Problem statement: The result should be every line of the listing that contains "element".

Data shown:
══════════

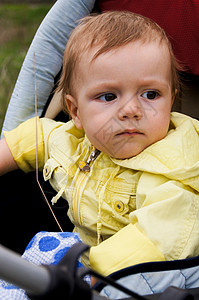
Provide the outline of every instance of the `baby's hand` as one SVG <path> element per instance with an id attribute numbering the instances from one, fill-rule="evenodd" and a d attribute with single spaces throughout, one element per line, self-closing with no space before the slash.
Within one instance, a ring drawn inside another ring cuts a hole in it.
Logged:
<path id="1" fill-rule="evenodd" d="M 91 276 L 91 287 L 93 287 L 98 282 L 98 279 Z"/>

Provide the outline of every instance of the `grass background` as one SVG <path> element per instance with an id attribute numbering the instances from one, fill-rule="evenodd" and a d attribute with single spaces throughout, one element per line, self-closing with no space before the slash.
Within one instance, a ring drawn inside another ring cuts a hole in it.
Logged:
<path id="1" fill-rule="evenodd" d="M 51 3 L 0 5 L 0 131 L 18 73 Z"/>

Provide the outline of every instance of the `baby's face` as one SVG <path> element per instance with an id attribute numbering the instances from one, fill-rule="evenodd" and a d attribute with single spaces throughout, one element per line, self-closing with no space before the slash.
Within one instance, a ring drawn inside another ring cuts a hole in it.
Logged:
<path id="1" fill-rule="evenodd" d="M 129 43 L 99 55 L 84 54 L 76 72 L 72 113 L 97 149 L 133 157 L 163 139 L 172 106 L 170 56 L 157 42 Z"/>

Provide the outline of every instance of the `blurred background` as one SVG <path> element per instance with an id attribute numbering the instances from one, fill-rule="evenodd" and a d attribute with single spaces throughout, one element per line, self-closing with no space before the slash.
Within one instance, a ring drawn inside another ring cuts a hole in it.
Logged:
<path id="1" fill-rule="evenodd" d="M 0 0 L 0 131 L 18 73 L 53 0 Z"/>

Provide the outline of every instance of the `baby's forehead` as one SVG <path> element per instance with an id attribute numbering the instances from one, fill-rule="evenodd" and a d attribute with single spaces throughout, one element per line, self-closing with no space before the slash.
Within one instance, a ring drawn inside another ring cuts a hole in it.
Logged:
<path id="1" fill-rule="evenodd" d="M 90 45 L 89 47 L 86 47 L 84 51 L 81 52 L 81 56 L 79 56 L 79 61 L 77 65 L 85 64 L 90 65 L 92 64 L 98 57 L 101 55 L 114 55 L 114 53 L 122 52 L 124 48 L 131 47 L 136 48 L 139 50 L 139 48 L 146 48 L 147 45 L 153 45 L 155 46 L 154 49 L 157 52 L 160 52 L 162 54 L 167 53 L 169 56 L 169 59 L 171 60 L 171 55 L 169 51 L 169 47 L 166 43 L 166 41 L 159 39 L 139 39 L 136 41 L 130 41 L 129 43 L 119 45 L 119 46 L 113 46 L 113 47 L 107 47 L 104 45 L 104 43 L 100 43 L 98 45 Z"/>
<path id="2" fill-rule="evenodd" d="M 87 81 L 88 78 L 91 81 L 93 78 L 98 78 L 98 80 L 102 80 L 102 78 L 111 80 L 116 77 L 119 78 L 118 70 L 120 70 L 119 76 L 122 76 L 121 73 L 124 75 L 124 73 L 129 72 L 129 79 L 135 79 L 136 74 L 139 79 L 140 76 L 155 75 L 161 70 L 161 76 L 165 75 L 169 84 L 171 83 L 171 58 L 168 47 L 163 43 L 158 41 L 143 43 L 138 40 L 100 53 L 101 47 L 102 45 L 95 46 L 81 55 L 79 64 L 74 70 L 76 88 L 82 81 Z M 125 70 L 121 69 L 122 65 L 126 66 Z M 163 66 L 163 68 L 160 66 Z M 132 72 L 132 70 L 138 72 Z"/>

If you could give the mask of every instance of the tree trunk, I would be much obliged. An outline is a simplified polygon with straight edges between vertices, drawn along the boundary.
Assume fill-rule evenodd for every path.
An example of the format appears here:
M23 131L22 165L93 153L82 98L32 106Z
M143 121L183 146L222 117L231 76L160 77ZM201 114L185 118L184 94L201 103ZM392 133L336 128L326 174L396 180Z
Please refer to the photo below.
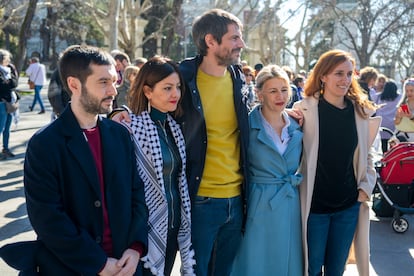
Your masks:
M22 26L19 32L19 44L17 46L17 57L16 57L16 68L19 72L22 71L24 66L24 61L26 59L26 46L27 46L27 39L30 37L30 25L32 24L32 20L36 11L36 5L38 0L29 0L29 4L27 5L26 15L24 17Z
M167 31L166 34L166 40L168 43L164 43L164 49L163 53L166 56L174 56L177 55L177 53L172 53L172 48L179 48L175 42L175 34L177 32L177 26L178 26L178 18L180 18L180 11L181 6L183 4L183 0L174 0L174 3L172 5L172 11L171 11L171 17L169 21L171 22L170 28Z
M118 17L119 17L119 0L111 0L109 3L109 50L118 49Z

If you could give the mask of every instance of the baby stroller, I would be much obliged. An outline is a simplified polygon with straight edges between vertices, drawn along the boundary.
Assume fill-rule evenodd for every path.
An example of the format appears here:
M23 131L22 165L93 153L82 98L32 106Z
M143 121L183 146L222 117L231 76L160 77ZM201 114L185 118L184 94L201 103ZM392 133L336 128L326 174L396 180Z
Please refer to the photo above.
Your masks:
M414 214L414 143L400 142L376 163L377 183L372 209L378 217L393 217L392 229L408 230L404 214Z

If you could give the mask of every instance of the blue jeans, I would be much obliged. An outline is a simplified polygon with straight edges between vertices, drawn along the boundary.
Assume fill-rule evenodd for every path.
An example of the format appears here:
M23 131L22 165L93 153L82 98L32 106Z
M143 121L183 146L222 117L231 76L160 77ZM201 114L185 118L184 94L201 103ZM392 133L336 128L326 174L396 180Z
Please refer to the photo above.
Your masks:
M339 212L309 214L307 233L309 276L342 276L354 238L360 205L360 202L356 202L348 209Z
M0 135L3 133L7 120L6 104L0 100Z
M9 149L9 137L10 137L10 127L12 123L13 116L11 114L6 115L6 123L4 124L3 130L3 149Z
M42 97L40 96L40 91L42 90L43 85L35 85L34 87L34 98L33 98L33 102L32 102L32 106L31 106L31 110L33 110L33 108L36 105L36 102L39 102L40 105L40 110L45 110L45 107L43 105L43 101L42 101Z
M191 213L196 275L230 275L241 242L241 197L197 196Z

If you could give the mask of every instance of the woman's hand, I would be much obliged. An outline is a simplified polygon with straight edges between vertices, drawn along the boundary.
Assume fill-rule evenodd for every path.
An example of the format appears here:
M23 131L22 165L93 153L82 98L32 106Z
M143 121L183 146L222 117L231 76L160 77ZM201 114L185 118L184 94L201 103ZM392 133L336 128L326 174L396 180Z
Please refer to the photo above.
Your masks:
M303 112L302 112L302 110L295 109L295 108L293 108L293 109L286 108L286 112L290 117L295 119L300 126L303 125Z
M397 112L395 113L394 123L398 125L399 123L401 123L401 119L403 117L408 117L411 119L413 117L413 114L411 113L410 110L408 110L408 113L405 112L400 106L398 107Z
M368 195L364 192L364 190L362 190L362 189L359 189L358 190L358 201L359 202L365 202L365 201L368 201L369 200L369 197L368 197Z
M130 123L131 117L129 117L128 112L124 110L112 116L111 120L117 123L122 123L122 122Z
M410 110L408 110L408 112L405 112L402 107L398 107L397 109L397 117L408 117L411 118L413 116L413 114L411 113Z

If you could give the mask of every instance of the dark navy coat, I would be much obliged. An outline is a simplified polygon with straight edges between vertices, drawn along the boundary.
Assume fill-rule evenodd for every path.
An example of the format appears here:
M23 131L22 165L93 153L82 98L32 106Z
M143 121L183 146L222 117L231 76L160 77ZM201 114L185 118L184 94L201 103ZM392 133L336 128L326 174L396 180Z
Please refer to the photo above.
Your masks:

══════════

Solution to this exercise:
Provide the outline of every instance of the `baby's hand` as one SVG <path> element per instance with an id attribute numbering the instances from one, fill-rule="evenodd" and a d attribute with single spaces throughout, one element per line, self-closing with no space before the slash.
Provide the outline of every instance of the `grass background` as one SVG <path> element per instance with an id attribute numbering the instances from one, fill-rule="evenodd" and a d attribute with single spaces throughout, one element per line, self-closing with no space before the slash.
Provide the outline of every instance of the `baby's face` as one SVG <path> element per instance with an id attribute numbering the instances from one, fill-rule="evenodd" and a d attribute with single spaces throughout, one element per line, self-closing with no space before the slash.
Provide the outline of every instance of the `blurred background` as one SVG <path> element per instance with an id attribute numbering the instances from one, fill-rule="evenodd" and a d attribute with single spaces throughout, one element per line, self-closing with no space before the slash.
Provide the outline of every instance of the `baby's forehead` as one SVG <path> element per instance with an id attribute numbering the instances from one, fill-rule="evenodd" and a d attribute with single spaces throughout, one element per line, self-closing with no space before the slash.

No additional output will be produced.